## TASK DATA
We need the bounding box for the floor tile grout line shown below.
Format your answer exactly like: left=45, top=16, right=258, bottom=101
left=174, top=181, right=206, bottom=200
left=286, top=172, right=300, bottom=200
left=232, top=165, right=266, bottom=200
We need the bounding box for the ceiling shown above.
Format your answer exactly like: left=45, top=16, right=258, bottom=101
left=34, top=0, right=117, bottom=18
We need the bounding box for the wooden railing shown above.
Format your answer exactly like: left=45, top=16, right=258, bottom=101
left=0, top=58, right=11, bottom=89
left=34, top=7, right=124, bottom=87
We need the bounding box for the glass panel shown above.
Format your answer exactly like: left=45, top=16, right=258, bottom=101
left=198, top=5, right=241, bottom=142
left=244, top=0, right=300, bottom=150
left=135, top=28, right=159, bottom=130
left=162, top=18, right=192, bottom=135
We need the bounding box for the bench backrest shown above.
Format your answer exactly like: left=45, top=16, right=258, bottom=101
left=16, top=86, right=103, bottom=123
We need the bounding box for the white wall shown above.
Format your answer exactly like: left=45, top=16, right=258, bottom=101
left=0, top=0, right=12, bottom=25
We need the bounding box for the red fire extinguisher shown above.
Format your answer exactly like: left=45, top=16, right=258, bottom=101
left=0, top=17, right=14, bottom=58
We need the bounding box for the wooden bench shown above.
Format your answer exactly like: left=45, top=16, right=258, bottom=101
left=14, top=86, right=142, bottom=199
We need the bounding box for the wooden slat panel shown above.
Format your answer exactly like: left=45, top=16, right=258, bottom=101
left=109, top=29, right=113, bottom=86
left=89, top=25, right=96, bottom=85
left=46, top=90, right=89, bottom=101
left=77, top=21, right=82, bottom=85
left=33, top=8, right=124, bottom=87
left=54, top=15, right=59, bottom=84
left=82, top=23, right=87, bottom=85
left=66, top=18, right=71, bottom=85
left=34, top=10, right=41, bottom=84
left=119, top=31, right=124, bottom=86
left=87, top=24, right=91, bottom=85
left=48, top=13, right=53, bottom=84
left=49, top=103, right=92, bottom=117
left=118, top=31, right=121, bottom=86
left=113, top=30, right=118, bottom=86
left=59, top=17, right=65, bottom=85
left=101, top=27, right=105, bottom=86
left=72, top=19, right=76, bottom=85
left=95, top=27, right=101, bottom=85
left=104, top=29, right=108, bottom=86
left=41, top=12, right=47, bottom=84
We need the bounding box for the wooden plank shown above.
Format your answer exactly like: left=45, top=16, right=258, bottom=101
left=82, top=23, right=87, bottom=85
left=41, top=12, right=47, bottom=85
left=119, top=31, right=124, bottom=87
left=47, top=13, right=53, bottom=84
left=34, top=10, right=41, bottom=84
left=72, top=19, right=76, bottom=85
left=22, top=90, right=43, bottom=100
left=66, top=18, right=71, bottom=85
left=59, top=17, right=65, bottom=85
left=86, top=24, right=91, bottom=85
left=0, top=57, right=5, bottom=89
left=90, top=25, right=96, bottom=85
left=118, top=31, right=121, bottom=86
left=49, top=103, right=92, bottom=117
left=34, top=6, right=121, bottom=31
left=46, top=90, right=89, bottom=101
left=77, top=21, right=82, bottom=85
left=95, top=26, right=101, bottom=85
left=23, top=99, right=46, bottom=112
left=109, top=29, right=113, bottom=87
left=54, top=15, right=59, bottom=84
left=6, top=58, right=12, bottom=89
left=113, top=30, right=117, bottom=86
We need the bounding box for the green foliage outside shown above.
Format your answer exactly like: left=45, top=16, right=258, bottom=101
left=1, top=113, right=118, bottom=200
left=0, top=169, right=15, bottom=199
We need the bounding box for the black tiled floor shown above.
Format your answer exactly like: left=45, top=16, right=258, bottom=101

## EXERCISE DIRECTIONS
Update the listing above by replacing each occurrence of "bounding box" with "enclosing rectangle" and leaving everything else unchanged.

## EXERCISE RESULT
We need the enclosing rectangle for the floor tile grout line shown below.
Format your answer exactly like: left=45, top=16, right=258, bottom=101
left=174, top=181, right=206, bottom=200
left=286, top=172, right=300, bottom=200
left=232, top=165, right=266, bottom=200
We need the enclosing rectangle for the ceiling shown above.
Format your answer exactly like: left=45, top=16, right=258, bottom=101
left=34, top=0, right=117, bottom=18
We need the enclosing rectangle for the wooden railing shown above.
Format your answer exactly like: left=45, top=16, right=258, bottom=101
left=0, top=58, right=11, bottom=89
left=34, top=7, right=124, bottom=87
We need the enclosing rectangle for the glass panel shown above.
Format your answer exactly like: left=45, top=16, right=258, bottom=101
left=198, top=5, right=241, bottom=142
left=244, top=0, right=300, bottom=150
left=135, top=28, right=159, bottom=130
left=162, top=18, right=192, bottom=135
We need the enclosing rectangle for the bench backrest shown above.
Format your answer exactly like: left=45, top=16, right=258, bottom=101
left=16, top=86, right=103, bottom=123
We need the enclosing rectangle for the white wall shown above.
Format your answer exactly like: left=45, top=16, right=258, bottom=101
left=0, top=0, right=12, bottom=25
We need the enclosing rectangle for the red fire extinguisher shown above.
Format your answer exactly like: left=45, top=16, right=258, bottom=101
left=0, top=17, right=14, bottom=58
We need the enclosing rectangle for the wooden bench shown above.
Format your answer exactly like: left=45, top=16, right=258, bottom=101
left=14, top=86, right=142, bottom=199
We need the enclosing rectangle for the wooden slat panel shown above.
Format your answer exactly like: left=45, top=16, right=258, bottom=101
left=109, top=29, right=113, bottom=86
left=89, top=25, right=96, bottom=85
left=46, top=90, right=89, bottom=101
left=77, top=21, right=82, bottom=85
left=33, top=8, right=124, bottom=87
left=54, top=15, right=59, bottom=84
left=82, top=23, right=87, bottom=85
left=66, top=18, right=71, bottom=85
left=34, top=10, right=41, bottom=84
left=119, top=31, right=124, bottom=86
left=87, top=24, right=91, bottom=85
left=48, top=13, right=53, bottom=84
left=49, top=103, right=92, bottom=117
left=118, top=31, right=121, bottom=86
left=113, top=30, right=118, bottom=86
left=59, top=17, right=65, bottom=85
left=101, top=27, right=105, bottom=86
left=72, top=19, right=76, bottom=85
left=95, top=27, right=101, bottom=85
left=104, top=29, right=108, bottom=86
left=41, top=12, right=47, bottom=84
We need the enclosing rectangle for the wooden plank shown above.
Format your answer exactly like: left=45, top=16, right=258, bottom=101
left=82, top=23, right=87, bottom=85
left=41, top=12, right=47, bottom=85
left=119, top=31, right=124, bottom=87
left=47, top=13, right=53, bottom=84
left=34, top=10, right=41, bottom=84
left=72, top=19, right=76, bottom=85
left=22, top=90, right=43, bottom=100
left=66, top=18, right=71, bottom=85
left=59, top=17, right=65, bottom=85
left=86, top=24, right=91, bottom=85
left=0, top=57, right=5, bottom=89
left=90, top=25, right=96, bottom=85
left=118, top=31, right=121, bottom=86
left=49, top=103, right=92, bottom=117
left=34, top=6, right=121, bottom=31
left=46, top=90, right=89, bottom=101
left=77, top=21, right=82, bottom=85
left=95, top=26, right=101, bottom=85
left=23, top=99, right=46, bottom=112
left=109, top=29, right=113, bottom=87
left=54, top=15, right=59, bottom=84
left=6, top=58, right=12, bottom=89
left=113, top=30, right=117, bottom=86
We need the enclosing rectangle for the green foliage outside shown above.
Format your answer exactly like: left=45, top=16, right=258, bottom=101
left=1, top=113, right=118, bottom=200
left=0, top=169, right=15, bottom=199
We need the enclosing rectangle for the black tiled floor shown above.
Format your answer exactly like: left=45, top=16, right=258, bottom=101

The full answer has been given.